Edit the stretch from the line containing "compact like (76,221)." through the end of the items by replacing "shrub" with "hedge", then write out those lines again with everything else unchanged.

━━ Data to process

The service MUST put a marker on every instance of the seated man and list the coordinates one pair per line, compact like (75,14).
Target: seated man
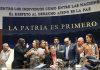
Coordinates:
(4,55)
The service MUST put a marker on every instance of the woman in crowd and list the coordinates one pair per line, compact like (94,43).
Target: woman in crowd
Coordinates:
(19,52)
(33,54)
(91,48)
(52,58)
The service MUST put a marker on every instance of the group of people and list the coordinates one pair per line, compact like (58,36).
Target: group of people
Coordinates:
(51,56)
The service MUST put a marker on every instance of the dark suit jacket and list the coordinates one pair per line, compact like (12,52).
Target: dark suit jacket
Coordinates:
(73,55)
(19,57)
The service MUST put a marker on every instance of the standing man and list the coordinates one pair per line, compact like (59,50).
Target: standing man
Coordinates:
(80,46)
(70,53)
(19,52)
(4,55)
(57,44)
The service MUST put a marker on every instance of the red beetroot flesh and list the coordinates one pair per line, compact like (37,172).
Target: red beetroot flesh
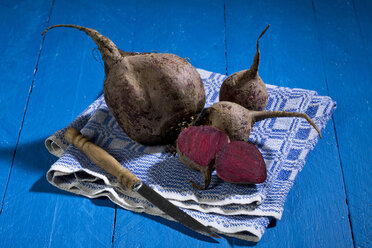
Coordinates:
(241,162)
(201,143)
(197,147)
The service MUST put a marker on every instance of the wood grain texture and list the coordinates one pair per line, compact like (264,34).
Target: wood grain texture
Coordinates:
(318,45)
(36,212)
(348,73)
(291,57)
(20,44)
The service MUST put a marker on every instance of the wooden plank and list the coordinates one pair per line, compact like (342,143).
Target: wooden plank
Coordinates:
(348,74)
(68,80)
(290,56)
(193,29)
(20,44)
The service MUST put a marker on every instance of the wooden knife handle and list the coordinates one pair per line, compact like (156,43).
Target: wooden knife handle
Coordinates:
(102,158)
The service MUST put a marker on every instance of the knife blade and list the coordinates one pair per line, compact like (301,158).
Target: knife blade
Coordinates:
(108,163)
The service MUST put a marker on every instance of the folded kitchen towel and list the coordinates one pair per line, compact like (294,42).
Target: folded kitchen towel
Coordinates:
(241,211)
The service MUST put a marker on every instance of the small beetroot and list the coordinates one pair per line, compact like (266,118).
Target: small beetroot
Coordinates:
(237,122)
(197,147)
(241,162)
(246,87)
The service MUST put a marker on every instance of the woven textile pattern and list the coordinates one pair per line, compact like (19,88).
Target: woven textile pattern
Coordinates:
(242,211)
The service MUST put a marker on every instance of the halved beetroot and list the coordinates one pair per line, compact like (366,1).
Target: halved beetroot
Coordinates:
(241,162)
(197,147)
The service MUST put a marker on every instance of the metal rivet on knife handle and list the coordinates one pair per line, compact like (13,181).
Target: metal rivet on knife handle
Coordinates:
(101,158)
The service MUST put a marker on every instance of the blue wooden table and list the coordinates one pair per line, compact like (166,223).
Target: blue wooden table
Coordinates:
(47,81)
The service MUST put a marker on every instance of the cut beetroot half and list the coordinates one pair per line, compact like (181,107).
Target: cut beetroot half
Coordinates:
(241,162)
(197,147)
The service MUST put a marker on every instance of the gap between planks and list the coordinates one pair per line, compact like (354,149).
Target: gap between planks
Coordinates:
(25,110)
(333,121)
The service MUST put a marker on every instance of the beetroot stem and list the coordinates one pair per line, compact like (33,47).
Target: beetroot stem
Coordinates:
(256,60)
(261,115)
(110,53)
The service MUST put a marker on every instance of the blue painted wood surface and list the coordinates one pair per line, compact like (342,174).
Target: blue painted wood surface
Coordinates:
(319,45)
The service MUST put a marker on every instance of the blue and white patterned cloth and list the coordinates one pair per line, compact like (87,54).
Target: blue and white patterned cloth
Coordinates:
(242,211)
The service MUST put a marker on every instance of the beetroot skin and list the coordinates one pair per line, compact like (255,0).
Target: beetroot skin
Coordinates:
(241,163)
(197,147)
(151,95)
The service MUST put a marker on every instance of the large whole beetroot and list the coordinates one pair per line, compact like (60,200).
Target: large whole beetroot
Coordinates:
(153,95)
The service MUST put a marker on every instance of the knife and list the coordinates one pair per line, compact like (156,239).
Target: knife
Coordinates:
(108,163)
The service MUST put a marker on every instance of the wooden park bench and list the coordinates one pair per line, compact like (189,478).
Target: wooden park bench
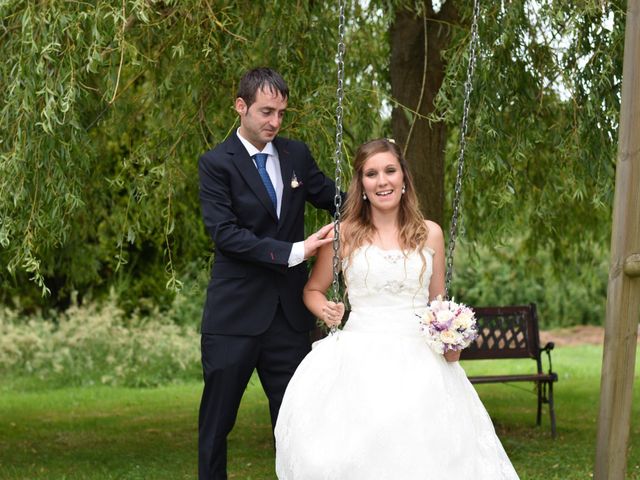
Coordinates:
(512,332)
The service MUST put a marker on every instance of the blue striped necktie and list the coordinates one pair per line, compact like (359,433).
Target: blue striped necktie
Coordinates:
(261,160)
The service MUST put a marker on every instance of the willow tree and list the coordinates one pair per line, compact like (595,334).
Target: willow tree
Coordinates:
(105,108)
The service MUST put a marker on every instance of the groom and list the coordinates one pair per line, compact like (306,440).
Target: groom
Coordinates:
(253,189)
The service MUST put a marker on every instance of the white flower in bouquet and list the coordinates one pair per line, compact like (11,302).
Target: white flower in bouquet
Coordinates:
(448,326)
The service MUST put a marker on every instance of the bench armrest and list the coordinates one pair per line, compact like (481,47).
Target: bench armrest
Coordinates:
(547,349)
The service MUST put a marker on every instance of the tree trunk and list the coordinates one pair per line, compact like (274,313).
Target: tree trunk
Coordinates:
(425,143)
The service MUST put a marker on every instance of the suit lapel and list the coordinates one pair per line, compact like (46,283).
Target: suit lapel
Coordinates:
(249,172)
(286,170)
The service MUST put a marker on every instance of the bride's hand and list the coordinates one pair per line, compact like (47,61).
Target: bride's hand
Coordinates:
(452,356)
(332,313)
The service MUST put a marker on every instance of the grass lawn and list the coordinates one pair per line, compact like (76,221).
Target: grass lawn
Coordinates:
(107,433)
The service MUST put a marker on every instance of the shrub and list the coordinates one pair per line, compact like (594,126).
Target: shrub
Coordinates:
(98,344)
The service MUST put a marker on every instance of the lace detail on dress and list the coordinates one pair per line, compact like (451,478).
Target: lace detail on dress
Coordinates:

━━━━

## Full solution
The service MUST put a marker on every instance of the grass lawn and list the coordinates one pair per line, compact like (76,221).
Target: grass lawn
Coordinates:
(107,433)
The service MUST put a marker on every instance of the hedge and list the coordinates one pair per line, compact like (594,126).
Target: hedge
Coordinates:
(98,344)
The service MUST put a marker on every instance of the lace detail on dress and list the coordinates one pair per line, compact like (451,478).
Target: lace detail on dress
Coordinates:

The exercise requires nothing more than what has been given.